Text:
Just to fill you in an what I mean as to transfer-printed ceramic versus hand-painted, here is a little insight. Transfer-print is a technique used where an applique with a design is transferred to the ceramic, then a clear glaze is applied over the print. Hand-painted decorations are just that, hand-painted then glazed over. The piece above was transfer-printed, glazed, hand-painted, and then glazed again, fascinating!

Tuesday, July 15, 2008

Please Remain Behind the Caution Tape

Hello everyone!

Sorry for taking so long between posts, things have been really busy these last few weeks. I have a six month old that is keeping on my toes from the time I get home to about bedtime. I usually have just enough energy to check my e-mail for the day before my eyelids start going south :)!

Well, we have moved outside the wall in the NW corner of the property. We elected to moves there to remain relatively close to the area we just finished, to continue investigating that corner. We moved outside the wall because the original wall ran right up to the sidewalk. We are still waiting for the geophysical equipment to arrive from England so we were unable to do the geophysical portion of the survey outside the wall. The area between the wall and the sidewalk is 14ft, so I figured that was a small enough area to sacrifice. Once units are begun, we are unable to use the geophysical equipment due to the disturbance we are creating by digging.

We simply extended the area inside the wall to make sure the entire corner was covered. We lied in 6 units, which had to be offset by about 6ft from the actual 40ft interval. This is because if we had done 40ft, we would have been trying to dig up sidewalk. So far we have half of these units completed and have a lot to talk about. However, I will save that for another stay tuned!

On a side note we were featured on the local news last Friday. News 19 came out to our Field Friday and caught the kids getting dirty. To view the video visit Historic Columbia Foundation's website at

Unitl next time!
Helena Ferguson

Monday, June 23, 2008

Rain, Rain Don't Go Away!!

Hello everyone!

I apologize for taking so long to get this weeks posting up, I have been very busy with everything. We had a great week out in the field and were very fortunate to get some rain this past weekend.

This past Saturday we were happy to host family day for Historic Columbia Foundation. Several kids and adults came out to learn about real archaeology in action and get dirty. The event was featured on the front of the metro section in Sunday's edition of The State Newspaper. You can view the article at

The rain was GREAT for loosening up some of the soils in the units. I was able to trowel down through the red layer, which was very thick, in square 4. I got the same amount of dirt moved in two hours that I had in three days before the rain. It was wonderful!! What I came down on was similar to what we found in square 2, a line down the middle seperating two differently disturbed layers. I will have pictures on the next posting after I have a chance to clean it up for pictures.

We finally reached sub-soil in units 1 and 5, this is a sterile red clay. When I say sub-soil I mean a layer where there has been no human activity. These units are in the process of being cleaned up, photographed, and thier profiles mapped. I plan on backfilling them at the beginning of next week.

Stored data:
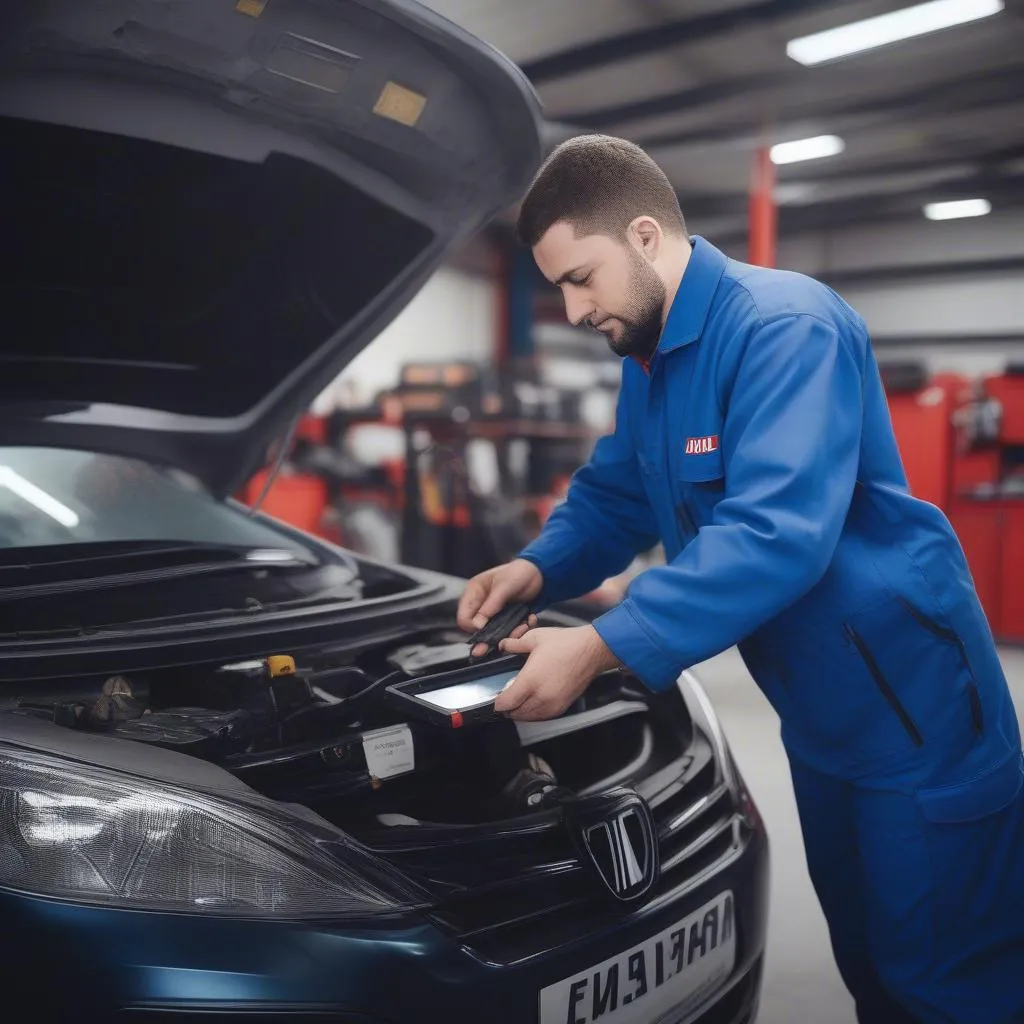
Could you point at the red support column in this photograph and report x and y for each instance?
(763, 212)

The task: Continue the excavation blog from where it stops above the listing.

Answer to the exercise:
We are anxiously awaiting the gradiometer, that has been ordered from England, to continue the geophysical survey in another area of the yard. Hopefully that will come in before we finish up the rest of the units, so we won't have to proceed without doing the geophysical part of the survey. However, if it looks as if this will occur, we will move to a part of the yard we expect to see heavy disturbance from building deconstruction. If the geophysical equiptment does come in we will move to the front of the house next to spice things up a bit.

Someone requested more pictures of the GPR in progress, so I have uplaoded them above. See ya next week!
Helena Ferguson
Primary Investigator

Friday, June 13, 2008

Red Clay Fiasco

Square 1

Square 2

Lauran Riser working on the red clay in square 4

Greetings archaeology enthusiasts, our week out in the field was very interesting! This week started off hot and cooled down a bit as it progressed. We started each day at 6:30am to beat the heat of midday. I know that sounds early, but when you get out there knowing it is going to be blazing later that day, it motivates you. So here is a run down on what happened this past week.

I made an executive decision to alter the plan a little in regards to the size and frequency of the test pits. After opening up the two 1x1 ft test pits last week, we were having a little trouble getting into them because of some extremely compacted red clay. After taking the weekend to think it over I thought it best to open the test pits up into 2x2 ft units. This meant more dirt, but it made it a lot easier, somewhat, to hack at the red clay layer. The red clay layer I speak of is pictured in one of the open units above. Since these units are bigger, I also decided that the 40ft interval between the units would become the highest frequency of the survey.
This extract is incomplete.